§ **TASK DIRECTIONS**: Set down, word for word, the part of the passage on Tax OID for the Notes between "Adjustments to Interest" and "cash payments received.", inclusive.

§ **EXCERPT PROVIDED**:
/---

The daily portions of Tax OID on a Note are determined by allocating to each day in any accrual period a ratable portion of the Tax OID allocable to that accrual period. In the case of an initial holder, the amount of Tax OID on a Note allocable to each accrual period is determined by multiplying the “adjusted issue price” (as defined below) of a Note at the beginning of the accrual period by the comparable yield of a Note (appropriately adjusted to reflect the length of the accrual period). The “adjusted issue price” of a Note at the beginning of any accrual period will generally be the sum of its issue price and the amount of Tax OID allocable to all prior accrual periods, less the amount of any payments made in all prior accrual periods. Based upon the comparable yield, if a U.S. Holder that employs the accrual method of tax accounting and pays taxes on a calendar year basis buys a Note at original issue for $1,000 and holds it until maturity, such holder will be required to pay taxes on the following amounts of ordinary income from the Note for each of the following periods: $20.05 in 2011; $34.18 in 2012; $34.99 in 2013; $35.83 in 2014; $36.71 in 2015; and $15.02 in 2016 (adjusted as described below).

Adjustments to Interest Accruals on the Notes. If, during any taxable year, a U.S. Holder receives actual payments with respect to the Notes that in the aggregate exceed the total amount of projected payments for that taxable year, the U.S. Holder will incur a “net positive adjustment” under the Contingent Debt Regulations equal to the amount of such excess. The U.S. Holder will treat a “net positive adjustment” as additional interest income, which will increase the total amount of Tax OID for that taxable year. Accordingly, the amount of taxable income that a U.S. Holder may be required to report with respect to the Note for a particular year may exceed both the amount of Tax OID and the actual cash payments received.

\---

§ **DATA ROWS**:
/---

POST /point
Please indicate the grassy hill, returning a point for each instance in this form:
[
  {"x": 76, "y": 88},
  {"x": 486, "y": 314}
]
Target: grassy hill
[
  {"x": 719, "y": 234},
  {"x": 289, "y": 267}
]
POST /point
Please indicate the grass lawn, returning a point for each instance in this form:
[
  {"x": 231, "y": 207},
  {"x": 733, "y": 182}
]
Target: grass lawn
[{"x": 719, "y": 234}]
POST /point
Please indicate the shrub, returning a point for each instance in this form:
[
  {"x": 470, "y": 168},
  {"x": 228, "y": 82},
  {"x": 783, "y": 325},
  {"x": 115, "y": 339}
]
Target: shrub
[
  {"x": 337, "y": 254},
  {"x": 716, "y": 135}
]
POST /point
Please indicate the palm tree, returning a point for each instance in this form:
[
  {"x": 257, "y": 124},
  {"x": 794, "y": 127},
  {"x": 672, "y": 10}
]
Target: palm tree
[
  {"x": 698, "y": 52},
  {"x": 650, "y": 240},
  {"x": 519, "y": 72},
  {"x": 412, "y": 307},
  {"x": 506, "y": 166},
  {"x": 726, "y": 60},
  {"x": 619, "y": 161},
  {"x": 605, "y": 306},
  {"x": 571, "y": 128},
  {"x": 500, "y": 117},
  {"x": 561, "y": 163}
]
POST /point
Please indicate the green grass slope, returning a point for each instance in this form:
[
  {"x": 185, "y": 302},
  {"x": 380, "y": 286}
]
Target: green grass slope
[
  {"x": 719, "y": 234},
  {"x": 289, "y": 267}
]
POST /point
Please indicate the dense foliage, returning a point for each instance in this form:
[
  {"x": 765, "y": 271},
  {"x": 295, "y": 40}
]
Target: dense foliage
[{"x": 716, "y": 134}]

\---

§ **PROBLEM SOLUTION**:
Adjustments to Interest Accruals on the Notes. If, during any taxable year, a U.S. Holder receives actual payments with respect to the Notes that in the aggregate exceed the total amount of projected payments for that taxable year, the U.S. Holder will incur a “net positive adjustment” under the Contingent Debt Regulations equal to the amount of such excess. The U.S. Holder will treat a “net positive adjustment” as additional interest income, which will increase the total amount of Tax OID for that taxable year. Accordingly, the amount of taxable income that a U.S. Holder may be required to report with respect to the Note for a particular year may exceed both the amount of Tax OID and the actual cash payments received.